◆ Task to carry out: Read the data and repeat it in full, exactly.

[Provided data — start]

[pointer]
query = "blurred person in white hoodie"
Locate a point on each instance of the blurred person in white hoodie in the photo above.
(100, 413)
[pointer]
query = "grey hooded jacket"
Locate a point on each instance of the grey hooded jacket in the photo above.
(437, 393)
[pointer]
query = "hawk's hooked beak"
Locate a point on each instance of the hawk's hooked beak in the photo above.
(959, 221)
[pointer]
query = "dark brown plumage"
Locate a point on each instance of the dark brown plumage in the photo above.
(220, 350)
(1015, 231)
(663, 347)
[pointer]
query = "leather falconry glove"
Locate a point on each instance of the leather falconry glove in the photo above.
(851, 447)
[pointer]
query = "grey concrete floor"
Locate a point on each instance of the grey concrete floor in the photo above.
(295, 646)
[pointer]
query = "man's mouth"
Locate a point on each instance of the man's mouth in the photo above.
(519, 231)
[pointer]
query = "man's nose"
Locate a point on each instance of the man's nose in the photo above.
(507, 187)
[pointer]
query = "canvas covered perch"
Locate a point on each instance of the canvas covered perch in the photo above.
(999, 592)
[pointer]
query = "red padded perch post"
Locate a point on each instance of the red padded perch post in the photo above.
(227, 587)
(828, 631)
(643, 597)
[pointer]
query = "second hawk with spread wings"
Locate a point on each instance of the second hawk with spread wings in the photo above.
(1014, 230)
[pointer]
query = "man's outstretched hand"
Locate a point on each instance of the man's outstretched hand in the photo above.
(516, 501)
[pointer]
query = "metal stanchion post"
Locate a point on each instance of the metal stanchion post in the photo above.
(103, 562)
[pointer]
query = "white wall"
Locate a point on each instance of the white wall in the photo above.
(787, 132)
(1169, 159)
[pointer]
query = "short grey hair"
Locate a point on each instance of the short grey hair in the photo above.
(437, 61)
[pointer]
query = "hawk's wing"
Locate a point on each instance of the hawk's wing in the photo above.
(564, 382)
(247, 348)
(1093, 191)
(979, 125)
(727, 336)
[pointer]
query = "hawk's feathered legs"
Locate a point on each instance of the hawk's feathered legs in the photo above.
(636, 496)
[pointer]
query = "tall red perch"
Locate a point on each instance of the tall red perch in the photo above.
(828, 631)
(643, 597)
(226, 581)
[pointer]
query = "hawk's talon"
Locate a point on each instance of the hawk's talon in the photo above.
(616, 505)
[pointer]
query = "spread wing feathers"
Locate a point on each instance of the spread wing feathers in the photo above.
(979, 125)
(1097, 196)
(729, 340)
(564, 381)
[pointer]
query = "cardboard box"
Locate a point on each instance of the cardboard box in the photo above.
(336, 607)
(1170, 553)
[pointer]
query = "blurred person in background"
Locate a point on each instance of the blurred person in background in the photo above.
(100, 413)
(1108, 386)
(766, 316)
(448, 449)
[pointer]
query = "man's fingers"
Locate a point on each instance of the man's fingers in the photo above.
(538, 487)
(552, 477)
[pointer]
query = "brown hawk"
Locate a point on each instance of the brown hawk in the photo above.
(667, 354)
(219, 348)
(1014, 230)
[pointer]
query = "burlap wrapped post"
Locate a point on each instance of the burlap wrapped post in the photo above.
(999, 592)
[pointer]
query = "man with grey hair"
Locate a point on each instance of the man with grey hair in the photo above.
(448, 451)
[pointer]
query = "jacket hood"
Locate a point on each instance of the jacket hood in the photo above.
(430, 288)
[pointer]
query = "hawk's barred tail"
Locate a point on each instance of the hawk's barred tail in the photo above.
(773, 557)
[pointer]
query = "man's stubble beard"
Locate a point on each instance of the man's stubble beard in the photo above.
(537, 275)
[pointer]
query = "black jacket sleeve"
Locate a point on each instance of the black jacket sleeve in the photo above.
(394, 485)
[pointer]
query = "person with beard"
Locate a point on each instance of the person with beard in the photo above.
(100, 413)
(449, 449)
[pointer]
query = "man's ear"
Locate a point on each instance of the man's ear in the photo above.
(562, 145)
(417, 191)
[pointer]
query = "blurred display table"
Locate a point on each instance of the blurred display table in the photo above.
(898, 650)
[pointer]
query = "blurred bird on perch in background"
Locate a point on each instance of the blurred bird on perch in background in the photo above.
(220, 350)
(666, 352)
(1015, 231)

[Provided data — finish]

◆ Response to the exercise:
[pointer]
query = "blurred person in white hoodie"
Locate a point on each instance of the blurred person in white hoodie in the photo above.
(100, 413)
[pointer]
query = "grey hooded jacket"
Locate a point on each instance of the grey hooded jacket in the photo above.
(437, 393)
[pointer]
query = "hawk's hooked beak"
Locate a point on each instance of the hawk's hooked beak in the photo above.
(959, 221)
[pointer]
query = "dark brown plumage"
Locate a point on each instance of the dark brown plumage in the photo above.
(220, 350)
(1015, 231)
(663, 347)
[pointer]
query = "leather falconry glove"
Locate a point on each instance of the leather falconry glove in the photo above.
(851, 447)
[pointer]
query = "grey concrete floor"
Locate a point on each instance of the grey concrete floor in the photo above.
(295, 646)
[pointer]
query = "man's mouth"
Locate a point on each instance of the man's mouth in the photo above.
(519, 231)
[pointer]
query = "man's nose"
Locate a point on each instance of the man's nose in the photo above.
(507, 187)
[pointer]
query = "canvas covered perch"
Locate a point on each instance of the canvas covered perch in the photo above.
(999, 592)
[pointer]
query = "red padded perch post"
Locate a point on each instance of the red padded perch post in the photo above.
(227, 587)
(828, 631)
(643, 597)
[pointer]
query = "second hawk with spread wings"
Locate a point on each instance of the second hawk with spread wings in the photo above.
(1014, 230)
[pointer]
query = "man's outstretched hand"
Locate a point on each instance of the man's outstretched hand in the photo above.
(516, 501)
[pointer]
query = "metal stanchion post"
Locate a point on each instance of the metal stanchion post in the photo above.
(103, 562)
[pointer]
query = "white wall"
Locate a point on each instance of the white wall in the photo above.
(787, 132)
(1169, 159)
[pointer]
query = "short grey hair"
Locate a point on each instance of the short grey hair in the photo above.
(437, 61)
[pointer]
query = "hawk's wing"
Locate a point on each instance of the hawk's wing in the photo above.
(564, 382)
(247, 348)
(1093, 191)
(979, 125)
(727, 336)
[pointer]
query = "hawk's feathered legs"
Locate a point on each instance of the hawk's feathered legs in the photo above.
(636, 496)
[pointer]
query = "tall red perch"
Locate a point on each instance of the tall red perch in the photo above.
(828, 631)
(643, 597)
(226, 581)
[pointer]
query = "hawk's talon"
Locate a point on each instance of the hawk's talon in the photo above.
(616, 505)
[pointer]
query = "spread wing feathers"
Locate a point on each instance of the spread wing feathers in the photo above.
(979, 125)
(1097, 196)
(729, 340)
(564, 381)
[pointer]
query = "cardboard box"
Locate a point on each instance of the cardboard box in the photo above.
(336, 607)
(1170, 553)
[pointer]
query = "blurred person in background"
Locate a point on each instance of the blurred person in background in the photo above.
(100, 413)
(1108, 386)
(766, 316)
(448, 449)
[pointer]
query = "man's fingers"
Locate a point on each instance of the man's fingers in the photo above.
(538, 487)
(552, 477)
[pointer]
query = "brown hawk"
Locate a point on each instance of the brown hawk in the photo above.
(667, 354)
(219, 348)
(1014, 230)
[pointer]
query = "burlap wrapped post"
Locate a point on each instance of the burlap wrapped post in the photo above.
(999, 592)
[pointer]
query = "man with grey hair"
Locate a point on each instance of the man with grey hair in the photo above.
(448, 451)
[pointer]
query = "jacket hood"
Locate a point on each instance of the jacket hood in the photo above.
(430, 288)
[pointer]
query = "hawk's barred tail"
Locate a point on each instance of the hawk's barred tail in the photo above.
(773, 557)
[pointer]
query = "man's stubble beard"
Locate a point on each instance of the man's stubble beard in the photo above.
(537, 275)
[pointer]
query = "black jacket sleeve"
Locate a point on each instance of the black jacket sleeve in the photo above.
(394, 485)
[pointer]
query = "person with beard"
Locate a point on each instance of the person with beard in the photo above.
(100, 413)
(449, 449)
[pointer]
query = "man's ear"
Locate a point on each instance of the man's ear in the photo above.
(562, 145)
(417, 191)
[pointer]
query = "blurred display table"
Locate a point on each instance of the blurred display table in the photo above.
(898, 650)
[pointer]
query = "blurred bird on perch in background"
Locate a point on each instance of the blurred bird on perch in background in the photo above.
(220, 350)
(666, 352)
(1015, 231)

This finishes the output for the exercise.